Document excerpt:
The instructions also cause the processor to automatically divide
the selected objects into a plurality of ordered partitions of
objects. For any given object, each of the object's predecessor
objects is in the same partition as the given object or a preceding
partition.
[0031] The instructions may cause the processor to geometrically
transform the objects according to the indication of the type of
geometric transformation, per partition of objects, in partition
order.
[0032] The instructions may cause the processor to temporarily make
any successor object of each object in the partition read-only and
temporarily make any predecessor object of each object in the
partition read-only.
[0033] For each object made temporarily read-only, the instructions
may cause the processor to generate a corresponding to-do item. If
any of the temporarily made read-only objects is subsequently
transformed, the instructions may cause the processor to delete the
corresponding to-do item.
[0034] While geometrically transforming the objects in a given
partition, the instructions may cause the processor to identify any
subordinate objects of the objects in the partition and add the
identified subordinate objects to the partition. The instructions
may cause the processor to geometrically transform the added
subordinate objects, according to the indication of the type of
geometric transformation.
BRIEF DESCRIPTION OF THE DRAWINGS
[0035] The invention will be more fully understood by referring to
the following Detailed Description of Specific Embodiments in
conjunction with the Drawings, of which:
[0036] FIG. 1 is a schematic representation of a hypothetical set
of objects and hypothetical relationships among the objects.
[0037] FIG. 2 is a schematic representation of design objects of
FIG. 1, sorted and partitioned in preparation for geometric
transformation, according to an embodiment of the present
invention;
[0038] FIG. 3 is a schematic block diagram of a modular enterprise
engineering system, according to an embodiment of the present
invention.
[0039] FIG. 4 is a flowchart illustrating overall operation of an
embodiment of the present invention.
[0040] FIGS. 5-13 illustrate aspects of an exemplary user interface
to an embodiment of the present invention.
[0041] FIG. 14 is a high-level flowchart illustrating
sub-operations of a transformation operation of FIG. 4.
[0042] FIG. 15 is a flowchart illustrating operations to divide the
list of object identifiers (OIDs) into ordered partitions,
expanding on an operation of FIG. 4.
[0043] FIG. 16 is a schematic diagram of two design objects and
corresponding respective subordinate objects, according to an
embodiment of the present invention.

Saved entries:
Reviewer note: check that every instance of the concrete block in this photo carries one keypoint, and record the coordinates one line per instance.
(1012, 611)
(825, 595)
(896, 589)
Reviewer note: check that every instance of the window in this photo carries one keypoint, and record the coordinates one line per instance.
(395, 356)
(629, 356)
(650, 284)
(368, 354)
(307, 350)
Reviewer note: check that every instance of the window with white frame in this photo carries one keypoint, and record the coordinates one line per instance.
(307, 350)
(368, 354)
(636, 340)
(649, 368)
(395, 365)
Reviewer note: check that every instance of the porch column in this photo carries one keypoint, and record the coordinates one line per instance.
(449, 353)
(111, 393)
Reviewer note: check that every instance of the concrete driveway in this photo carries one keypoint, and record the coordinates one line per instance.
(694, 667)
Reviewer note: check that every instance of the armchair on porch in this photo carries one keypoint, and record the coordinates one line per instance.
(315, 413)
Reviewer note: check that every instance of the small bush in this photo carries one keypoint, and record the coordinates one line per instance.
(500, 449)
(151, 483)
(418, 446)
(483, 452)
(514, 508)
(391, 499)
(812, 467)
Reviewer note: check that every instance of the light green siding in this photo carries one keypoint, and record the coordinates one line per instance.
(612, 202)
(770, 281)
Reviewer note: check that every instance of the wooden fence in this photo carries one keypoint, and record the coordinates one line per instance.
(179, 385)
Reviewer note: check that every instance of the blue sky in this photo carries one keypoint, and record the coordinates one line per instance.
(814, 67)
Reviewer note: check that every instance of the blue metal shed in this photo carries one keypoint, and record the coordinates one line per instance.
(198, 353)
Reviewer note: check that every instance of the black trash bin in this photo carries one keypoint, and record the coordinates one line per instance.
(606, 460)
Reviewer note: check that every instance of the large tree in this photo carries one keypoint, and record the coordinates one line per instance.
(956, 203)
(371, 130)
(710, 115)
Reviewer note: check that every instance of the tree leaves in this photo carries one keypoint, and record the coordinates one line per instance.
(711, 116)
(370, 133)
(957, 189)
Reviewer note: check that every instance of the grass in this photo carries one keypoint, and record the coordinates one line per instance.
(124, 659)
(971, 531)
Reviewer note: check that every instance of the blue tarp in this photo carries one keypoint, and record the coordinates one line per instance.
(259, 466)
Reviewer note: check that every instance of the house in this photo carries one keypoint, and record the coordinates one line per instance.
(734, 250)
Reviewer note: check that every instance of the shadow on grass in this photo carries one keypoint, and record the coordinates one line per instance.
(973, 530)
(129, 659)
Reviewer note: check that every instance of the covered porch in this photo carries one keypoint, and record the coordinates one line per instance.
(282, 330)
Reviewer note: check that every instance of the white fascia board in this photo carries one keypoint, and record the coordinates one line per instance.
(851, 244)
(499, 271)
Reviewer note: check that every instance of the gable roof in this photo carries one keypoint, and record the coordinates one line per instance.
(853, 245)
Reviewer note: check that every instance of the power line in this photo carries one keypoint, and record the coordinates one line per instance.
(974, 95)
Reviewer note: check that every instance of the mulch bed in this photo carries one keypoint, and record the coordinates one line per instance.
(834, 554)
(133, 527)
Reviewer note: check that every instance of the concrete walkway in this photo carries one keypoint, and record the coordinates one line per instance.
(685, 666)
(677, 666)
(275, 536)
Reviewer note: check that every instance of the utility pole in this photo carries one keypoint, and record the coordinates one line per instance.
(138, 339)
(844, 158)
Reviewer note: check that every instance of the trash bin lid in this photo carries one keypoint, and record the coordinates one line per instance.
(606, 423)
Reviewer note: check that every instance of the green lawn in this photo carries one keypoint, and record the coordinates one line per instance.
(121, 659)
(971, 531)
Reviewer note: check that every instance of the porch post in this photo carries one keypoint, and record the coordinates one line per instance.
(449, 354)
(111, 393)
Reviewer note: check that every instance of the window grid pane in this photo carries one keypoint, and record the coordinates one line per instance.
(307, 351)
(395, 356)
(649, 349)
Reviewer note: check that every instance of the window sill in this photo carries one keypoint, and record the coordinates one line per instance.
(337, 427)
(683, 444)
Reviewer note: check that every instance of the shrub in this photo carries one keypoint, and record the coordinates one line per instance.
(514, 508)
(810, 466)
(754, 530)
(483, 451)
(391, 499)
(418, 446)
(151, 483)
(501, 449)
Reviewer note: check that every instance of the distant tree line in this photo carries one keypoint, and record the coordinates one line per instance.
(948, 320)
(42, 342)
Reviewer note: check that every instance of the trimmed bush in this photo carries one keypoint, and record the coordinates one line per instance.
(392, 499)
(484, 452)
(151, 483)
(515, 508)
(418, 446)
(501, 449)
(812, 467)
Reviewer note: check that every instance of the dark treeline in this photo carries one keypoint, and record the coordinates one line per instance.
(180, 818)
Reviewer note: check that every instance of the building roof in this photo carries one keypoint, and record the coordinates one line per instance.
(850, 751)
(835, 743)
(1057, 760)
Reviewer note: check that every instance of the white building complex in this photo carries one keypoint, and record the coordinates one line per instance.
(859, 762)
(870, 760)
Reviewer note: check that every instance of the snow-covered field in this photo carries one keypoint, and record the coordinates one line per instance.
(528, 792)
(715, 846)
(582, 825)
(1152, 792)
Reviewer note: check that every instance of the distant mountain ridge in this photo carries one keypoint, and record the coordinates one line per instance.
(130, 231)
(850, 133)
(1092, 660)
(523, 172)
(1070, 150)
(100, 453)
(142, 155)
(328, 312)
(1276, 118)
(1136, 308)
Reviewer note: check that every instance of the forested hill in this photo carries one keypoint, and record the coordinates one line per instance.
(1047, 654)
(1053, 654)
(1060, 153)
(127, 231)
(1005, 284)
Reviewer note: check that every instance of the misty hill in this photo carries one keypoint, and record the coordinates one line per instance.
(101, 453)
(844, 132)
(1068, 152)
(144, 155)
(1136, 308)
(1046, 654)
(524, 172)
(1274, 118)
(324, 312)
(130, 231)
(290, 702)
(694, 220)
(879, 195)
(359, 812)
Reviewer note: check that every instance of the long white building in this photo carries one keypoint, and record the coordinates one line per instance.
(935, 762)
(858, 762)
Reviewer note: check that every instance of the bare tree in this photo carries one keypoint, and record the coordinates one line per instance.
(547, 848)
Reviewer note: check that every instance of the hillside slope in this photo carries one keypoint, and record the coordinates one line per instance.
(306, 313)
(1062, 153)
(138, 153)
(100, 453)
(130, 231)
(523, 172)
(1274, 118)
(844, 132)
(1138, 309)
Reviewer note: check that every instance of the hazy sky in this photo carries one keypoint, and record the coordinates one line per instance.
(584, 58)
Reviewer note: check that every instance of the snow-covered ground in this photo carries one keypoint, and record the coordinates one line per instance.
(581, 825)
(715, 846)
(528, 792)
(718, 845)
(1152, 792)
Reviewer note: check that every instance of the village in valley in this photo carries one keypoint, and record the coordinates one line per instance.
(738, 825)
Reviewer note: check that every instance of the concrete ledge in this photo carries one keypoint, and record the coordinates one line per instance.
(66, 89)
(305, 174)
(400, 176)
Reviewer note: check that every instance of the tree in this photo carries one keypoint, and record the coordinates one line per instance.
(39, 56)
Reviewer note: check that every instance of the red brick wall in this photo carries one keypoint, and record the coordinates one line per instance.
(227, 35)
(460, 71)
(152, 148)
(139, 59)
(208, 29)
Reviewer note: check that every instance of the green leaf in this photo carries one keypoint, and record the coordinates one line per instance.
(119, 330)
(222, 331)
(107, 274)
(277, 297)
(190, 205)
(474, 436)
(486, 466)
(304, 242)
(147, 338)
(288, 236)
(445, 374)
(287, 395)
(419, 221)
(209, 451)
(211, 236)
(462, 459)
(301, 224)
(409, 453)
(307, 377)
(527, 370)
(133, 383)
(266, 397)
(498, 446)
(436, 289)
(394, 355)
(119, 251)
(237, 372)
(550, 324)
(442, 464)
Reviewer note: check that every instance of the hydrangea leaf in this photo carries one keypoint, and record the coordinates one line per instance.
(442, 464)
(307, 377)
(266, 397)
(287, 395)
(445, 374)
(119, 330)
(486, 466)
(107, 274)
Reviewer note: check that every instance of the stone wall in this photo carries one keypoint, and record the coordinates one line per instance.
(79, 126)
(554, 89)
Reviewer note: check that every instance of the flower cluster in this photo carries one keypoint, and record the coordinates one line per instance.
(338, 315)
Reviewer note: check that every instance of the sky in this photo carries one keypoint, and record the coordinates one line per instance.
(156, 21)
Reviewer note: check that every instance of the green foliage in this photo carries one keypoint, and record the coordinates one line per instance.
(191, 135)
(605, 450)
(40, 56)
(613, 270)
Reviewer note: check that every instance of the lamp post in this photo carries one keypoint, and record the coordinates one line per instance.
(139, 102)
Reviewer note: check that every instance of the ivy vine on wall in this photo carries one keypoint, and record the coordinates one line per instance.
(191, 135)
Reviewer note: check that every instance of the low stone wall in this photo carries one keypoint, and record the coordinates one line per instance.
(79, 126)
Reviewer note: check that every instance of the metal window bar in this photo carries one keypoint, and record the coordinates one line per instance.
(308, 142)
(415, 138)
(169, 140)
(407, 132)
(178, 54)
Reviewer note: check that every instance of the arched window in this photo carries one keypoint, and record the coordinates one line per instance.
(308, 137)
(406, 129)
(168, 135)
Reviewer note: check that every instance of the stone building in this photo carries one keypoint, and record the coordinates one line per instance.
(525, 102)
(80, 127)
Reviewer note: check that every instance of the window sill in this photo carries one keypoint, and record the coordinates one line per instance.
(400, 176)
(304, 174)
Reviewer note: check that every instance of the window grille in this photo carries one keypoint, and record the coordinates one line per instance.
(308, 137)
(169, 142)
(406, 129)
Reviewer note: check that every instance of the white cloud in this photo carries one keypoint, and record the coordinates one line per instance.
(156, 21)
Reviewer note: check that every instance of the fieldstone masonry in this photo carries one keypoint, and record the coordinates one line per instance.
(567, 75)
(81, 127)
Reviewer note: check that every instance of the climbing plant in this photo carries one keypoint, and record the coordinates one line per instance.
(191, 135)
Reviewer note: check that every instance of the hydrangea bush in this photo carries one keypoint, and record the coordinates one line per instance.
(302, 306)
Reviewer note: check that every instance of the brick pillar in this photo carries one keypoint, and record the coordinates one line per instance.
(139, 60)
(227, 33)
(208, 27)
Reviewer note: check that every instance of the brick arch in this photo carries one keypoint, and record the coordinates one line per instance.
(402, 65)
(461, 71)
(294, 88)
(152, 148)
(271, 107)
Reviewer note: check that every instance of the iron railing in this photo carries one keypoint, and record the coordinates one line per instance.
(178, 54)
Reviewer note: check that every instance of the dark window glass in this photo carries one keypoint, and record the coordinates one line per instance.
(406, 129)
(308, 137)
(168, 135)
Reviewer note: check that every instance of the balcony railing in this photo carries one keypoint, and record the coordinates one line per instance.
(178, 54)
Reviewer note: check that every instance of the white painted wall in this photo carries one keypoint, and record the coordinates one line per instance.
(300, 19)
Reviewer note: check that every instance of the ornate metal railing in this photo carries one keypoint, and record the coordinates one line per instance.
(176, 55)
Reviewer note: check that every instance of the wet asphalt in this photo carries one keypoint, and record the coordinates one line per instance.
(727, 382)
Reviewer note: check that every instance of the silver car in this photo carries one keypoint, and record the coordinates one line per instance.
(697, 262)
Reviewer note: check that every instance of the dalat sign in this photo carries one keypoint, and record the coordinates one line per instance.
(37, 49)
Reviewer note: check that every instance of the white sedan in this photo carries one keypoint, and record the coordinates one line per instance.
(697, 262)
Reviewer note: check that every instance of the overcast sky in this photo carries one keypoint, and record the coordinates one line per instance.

Instructions:
1. In the patent excerpt, what may the processor do with a to-do item when its temporarily read-only object is later transformed?
2. List every figure that the patent excerpt describes as a flowchart.
3. Please write out everything in the patent excerpt from "[0039] FIG. 4" down to "an operation of FIG. 4.", word for word.
These records were taken from a separate source.

Task-by-task results:
1. It may delete the corresponding to-do item.

2. FIG. 4, FIG. 14, FIG. 15

3.
[0039] FIG. 4 is a flowchart illustrating overall operation of an
embodiment of the present invention.
[0040] FIGS. 5-13 illustrate aspects of an exemplary user interface
to an embodiment of the present invention.
[0041] FIG. 14 is a high-level flowchart illustrating
sub-operations of a transformation operation of FIG. 4.
[0042] FIG. 15 is a flowchart illustrating operations to divide the
list of object identifiers (OIDs) into ordered partitions,
expanding on an operation of FIG. 4.